■ ABOUT THIS TASK:
All of the records must come back exactly as they were given.

[Stored data]
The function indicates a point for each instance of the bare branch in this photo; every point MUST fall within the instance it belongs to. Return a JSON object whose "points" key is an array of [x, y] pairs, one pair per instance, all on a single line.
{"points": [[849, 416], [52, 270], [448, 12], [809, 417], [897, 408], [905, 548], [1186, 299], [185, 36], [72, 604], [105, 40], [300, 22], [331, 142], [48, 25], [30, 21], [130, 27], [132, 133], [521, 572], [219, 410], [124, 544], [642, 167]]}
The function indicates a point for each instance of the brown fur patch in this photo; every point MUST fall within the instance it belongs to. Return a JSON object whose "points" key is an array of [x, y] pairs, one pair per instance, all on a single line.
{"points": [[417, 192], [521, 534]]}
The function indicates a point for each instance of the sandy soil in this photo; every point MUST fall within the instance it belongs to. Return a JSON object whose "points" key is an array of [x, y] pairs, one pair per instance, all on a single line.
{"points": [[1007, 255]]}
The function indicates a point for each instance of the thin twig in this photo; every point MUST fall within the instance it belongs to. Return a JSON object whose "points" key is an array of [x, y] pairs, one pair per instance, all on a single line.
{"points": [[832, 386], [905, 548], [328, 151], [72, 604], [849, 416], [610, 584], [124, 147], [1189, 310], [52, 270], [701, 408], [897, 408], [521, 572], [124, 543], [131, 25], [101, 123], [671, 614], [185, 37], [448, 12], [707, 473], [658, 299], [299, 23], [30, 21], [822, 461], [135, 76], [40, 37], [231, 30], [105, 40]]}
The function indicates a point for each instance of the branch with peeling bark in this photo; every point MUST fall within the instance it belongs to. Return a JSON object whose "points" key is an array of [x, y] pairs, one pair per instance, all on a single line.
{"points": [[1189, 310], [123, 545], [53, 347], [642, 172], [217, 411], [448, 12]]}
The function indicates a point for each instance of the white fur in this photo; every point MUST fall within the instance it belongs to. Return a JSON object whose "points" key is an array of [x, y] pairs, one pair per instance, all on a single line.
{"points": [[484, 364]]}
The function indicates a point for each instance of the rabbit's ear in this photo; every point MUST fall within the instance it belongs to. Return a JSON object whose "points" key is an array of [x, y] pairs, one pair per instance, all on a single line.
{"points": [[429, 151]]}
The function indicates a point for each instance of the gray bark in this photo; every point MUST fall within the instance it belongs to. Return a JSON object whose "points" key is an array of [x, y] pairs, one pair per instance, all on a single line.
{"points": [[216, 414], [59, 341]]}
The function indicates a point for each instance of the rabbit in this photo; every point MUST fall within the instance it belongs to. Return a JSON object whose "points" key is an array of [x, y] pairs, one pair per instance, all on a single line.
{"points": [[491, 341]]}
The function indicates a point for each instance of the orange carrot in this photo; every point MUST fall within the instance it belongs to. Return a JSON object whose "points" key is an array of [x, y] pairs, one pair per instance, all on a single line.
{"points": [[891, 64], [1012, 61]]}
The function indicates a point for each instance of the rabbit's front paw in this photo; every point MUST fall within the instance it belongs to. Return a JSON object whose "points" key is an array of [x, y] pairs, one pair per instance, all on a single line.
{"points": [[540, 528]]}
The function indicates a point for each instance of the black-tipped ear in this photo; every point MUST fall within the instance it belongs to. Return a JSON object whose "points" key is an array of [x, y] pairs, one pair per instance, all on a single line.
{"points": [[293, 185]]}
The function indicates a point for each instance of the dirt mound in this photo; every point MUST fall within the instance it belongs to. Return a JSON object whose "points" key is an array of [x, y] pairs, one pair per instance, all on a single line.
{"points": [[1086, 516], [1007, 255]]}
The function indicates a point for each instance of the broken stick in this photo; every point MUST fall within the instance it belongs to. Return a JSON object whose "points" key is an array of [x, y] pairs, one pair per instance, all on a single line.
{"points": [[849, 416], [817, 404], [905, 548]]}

■ RESULT:
The function indicates a point for each instance of the bare branch in this photo; every point MUST fall within the instance it belongs to. Return a JSON object whose "points" key is an array of [x, y] pairs, one pair per instance, all on a single line.
{"points": [[849, 416], [52, 270], [448, 12], [809, 417], [897, 408], [905, 548], [1186, 299], [185, 36], [72, 604], [105, 40], [300, 22], [331, 142], [48, 25], [30, 21], [130, 27], [132, 133], [521, 572], [219, 410], [124, 544], [642, 167]]}
The function indicates a point for each instance of the brown fur patch in this photo; every point MUST fall within the instance it belongs to. Return a JSON object whose "points" key is an array of [x, y] pairs, one pair per instance, all on a single line.
{"points": [[417, 192], [521, 534]]}
The function indicates a point for each instance of the sandy soil in this photo; every point MUST fall within the instance it belongs to. Return a JSON object whose "points" key is an array of [x, y] pairs, one pair per instance, all on a single line.
{"points": [[1007, 255]]}
The function indicates a point for each instance of the thin twig in this photo; every point MUST fall within the instance it belongs to. Return a JSON object whose "points" key is an array of [x, y] pairs, one pair per instance, all on a single line.
{"points": [[832, 386], [905, 548], [328, 151], [72, 604], [849, 416], [610, 584], [124, 147], [1189, 310], [52, 270], [701, 408], [897, 408], [521, 572], [124, 543], [131, 25], [101, 123], [671, 614], [185, 37], [448, 12], [707, 473], [658, 299], [299, 23], [30, 21], [822, 461], [135, 76], [40, 37], [231, 30], [105, 40]]}
The function indicates a point for each instance of the branch with peeling bark in this photo; every point MUST fall within the instance it belongs to. Return a JSON object whose "points" key is an array of [x, y] pairs, one pair per instance, all on a single line.
{"points": [[1189, 310], [123, 545], [53, 347], [642, 172], [217, 411], [448, 12]]}
The function indicates a point for each instance of the white fur in this photo; every point MUST fall within the instance it belongs to. Return a JSON object whose "points" key is an array of [x, y] pairs, one pair per instance, all on a single line.
{"points": [[484, 364]]}
The function indicates a point for each instance of the rabbit's ear in this photo; every point MUST fall within the instance it belongs to. Return a JSON object whose "points" key is an array of [x, y] pairs, one pair per instance, all on a single line.
{"points": [[429, 151]]}
The function indicates a point for each instance of the gray bark in this photo; every point MUST fall within the instance it belongs to. Return a JSON object whose "points" key is an array of [x, y] pairs, one pair per instance, all on a single line.
{"points": [[216, 414], [59, 341]]}
The function indicates a point for each instance of the rabbit in this photo; every point MUST fall within the instance it belongs to. Return a JSON object whose "points" key is an array of [x, y] pairs, one pair per instance, all on a single line.
{"points": [[491, 341]]}
The function indicates a point for each instance of the orange carrot in this photo; every point MUST fall within the instance it belongs to. Return a JSON object whose "points" key is an array of [x, y] pairs, one pair per instance, all on a single line.
{"points": [[891, 64], [1012, 61]]}
The function indicates a point for each instance of the rabbit's front paw in this photo; every point MUST fall within the instance it belongs to. Return a JSON object whose "points" key is an array of [x, y] pairs, one pair per instance, all on a single line.
{"points": [[540, 528]]}
The function indicates a point for each instance of the black-tipped ear in this photo; every point MUST fall within the instance it belongs to. Return a JSON object whose "points" key is an array of [x, y] pairs, one pair per instance, all on a single line.
{"points": [[293, 185]]}
The function indicates a point for each instance of the dirt mound in this photo; every point MUST fall within the instance it belongs to. Return a JSON object whose "points" key is an array of [x, y] pairs, one pair per instance, all on a single line.
{"points": [[1086, 516], [1007, 255]]}
The function indicates a point for each instance of the broken stick in this photo; every point MUST fall within the instance it belongs to. Return a JSON object whose "points" key is an array of [x, y] pairs, one pair per instance, all on a single line.
{"points": [[849, 416], [817, 404], [905, 548]]}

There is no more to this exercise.